##### Material supplied

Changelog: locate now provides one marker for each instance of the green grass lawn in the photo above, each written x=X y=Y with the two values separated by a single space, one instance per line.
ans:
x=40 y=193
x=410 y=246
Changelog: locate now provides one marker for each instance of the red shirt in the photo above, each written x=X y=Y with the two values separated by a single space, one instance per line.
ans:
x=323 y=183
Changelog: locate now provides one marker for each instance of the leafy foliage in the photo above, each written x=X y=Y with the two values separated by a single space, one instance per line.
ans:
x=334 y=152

##########
##### Material supplied

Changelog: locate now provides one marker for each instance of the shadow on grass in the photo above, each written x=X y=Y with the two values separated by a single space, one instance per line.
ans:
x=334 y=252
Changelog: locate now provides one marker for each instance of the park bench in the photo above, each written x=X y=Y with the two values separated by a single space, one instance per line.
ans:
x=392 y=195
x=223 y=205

##########

**About this task:**
Report each line of the entries where the word "above" occurs.

**Response to this task:**
Changelog: locate now provides one marker for each instance of the green grass lawn in the photo above, each written x=X y=Y with the two values separated by a single space, one instance per line.
Changelog: locate now provides one marker for each instance of the red shirt in the photo above, each written x=X y=Y with the two values separated by a single space, one instance per line.
Changelog: locate now provides one marker for each instance of the leafy foliage in the photo above, each written x=X y=Y with the two values separated by a single space, one instance per line.
Changelog: locate now provides one marker for each instance of the shadow on grass in the photo above, each written x=X y=Y with the two values separated by a single space, one instance per line.
Changelog: locate now provides one marker for each instance of the park bench in the photo above, each written x=X y=Y with the two values separated by a single space, one instance per line.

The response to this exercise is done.